(Problem requirements): Reproduce verbatim the lines of the entries below, from the line containing "target | hat brim" through the final line of the entries, both ends included.

Object point labels:
+++++
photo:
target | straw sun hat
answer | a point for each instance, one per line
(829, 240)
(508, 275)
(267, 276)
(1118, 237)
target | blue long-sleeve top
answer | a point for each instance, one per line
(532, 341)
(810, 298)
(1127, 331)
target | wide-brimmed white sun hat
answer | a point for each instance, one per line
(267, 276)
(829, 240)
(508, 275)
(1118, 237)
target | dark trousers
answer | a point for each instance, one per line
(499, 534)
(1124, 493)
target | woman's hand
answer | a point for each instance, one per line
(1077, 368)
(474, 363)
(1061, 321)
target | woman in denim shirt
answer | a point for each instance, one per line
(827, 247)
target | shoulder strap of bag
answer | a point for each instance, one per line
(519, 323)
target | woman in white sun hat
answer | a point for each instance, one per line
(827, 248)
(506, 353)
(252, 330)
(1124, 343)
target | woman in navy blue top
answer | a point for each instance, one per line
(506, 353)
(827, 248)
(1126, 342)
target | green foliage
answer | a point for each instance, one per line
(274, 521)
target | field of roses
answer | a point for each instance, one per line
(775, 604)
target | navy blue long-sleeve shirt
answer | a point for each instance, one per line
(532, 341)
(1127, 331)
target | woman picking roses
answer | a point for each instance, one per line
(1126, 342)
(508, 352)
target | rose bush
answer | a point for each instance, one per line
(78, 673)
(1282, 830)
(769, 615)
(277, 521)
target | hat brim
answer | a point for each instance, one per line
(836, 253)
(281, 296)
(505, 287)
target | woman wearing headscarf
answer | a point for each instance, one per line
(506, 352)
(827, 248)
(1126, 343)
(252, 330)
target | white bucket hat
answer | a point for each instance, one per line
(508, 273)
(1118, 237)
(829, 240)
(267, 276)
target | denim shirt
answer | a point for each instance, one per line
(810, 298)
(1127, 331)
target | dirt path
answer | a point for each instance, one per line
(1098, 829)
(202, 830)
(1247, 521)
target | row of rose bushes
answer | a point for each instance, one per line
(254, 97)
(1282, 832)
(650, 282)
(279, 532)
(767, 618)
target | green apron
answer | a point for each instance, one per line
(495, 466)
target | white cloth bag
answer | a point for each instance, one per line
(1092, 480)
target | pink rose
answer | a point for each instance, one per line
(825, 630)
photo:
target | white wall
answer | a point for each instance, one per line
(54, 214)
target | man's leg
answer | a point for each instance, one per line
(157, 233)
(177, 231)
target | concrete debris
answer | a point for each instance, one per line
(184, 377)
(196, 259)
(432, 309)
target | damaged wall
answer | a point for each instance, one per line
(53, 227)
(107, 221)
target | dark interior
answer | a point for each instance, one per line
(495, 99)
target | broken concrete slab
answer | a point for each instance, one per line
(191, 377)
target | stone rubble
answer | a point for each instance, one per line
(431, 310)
+++++
(Solution):
target | hat brim
answer | a point for each instance, one per line
(836, 253)
(281, 296)
(505, 287)
target | woman wearing headscarf
answer | a point for each instance, one per line
(506, 352)
(827, 248)
(1126, 343)
(252, 330)
target | white bucket hat
answer | a point for each instance, one per line
(508, 273)
(1118, 237)
(829, 240)
(267, 276)
target | denim shirt
answer | a point for each instance, one per line
(810, 298)
(1127, 331)
target | dirt path
answer | a point for each instance, one per line
(1098, 829)
(202, 830)
(1247, 521)
target | row of rose bushes
answer | a point for each instance, one per line
(254, 97)
(1282, 832)
(650, 282)
(279, 532)
(767, 618)
target | green apron
answer | a point for each instance, one per line
(495, 466)
target | white cloth bag
answer | a point for each instance, one per line
(1092, 480)
target | pink rose
answer | a point for each instance, one per line
(825, 630)
photo:
target | white wall
answer | a point for each instance, one per line
(54, 214)
target | man's leg
answer | a point for each instance, one per line
(157, 233)
(177, 231)
target | concrete debris
answer | a point for each instance, one per line
(184, 377)
(196, 259)
(432, 309)
target | damaged wall
answer | a point for each instance, one per line
(53, 227)
(107, 221)
target | dark interior
answer | a point for each instance, one per line
(495, 99)
target | broken concrete slab
answer | a point for each instance, one per line
(191, 377)
target | stone rubble
answer | a point for each instance, one per line
(431, 310)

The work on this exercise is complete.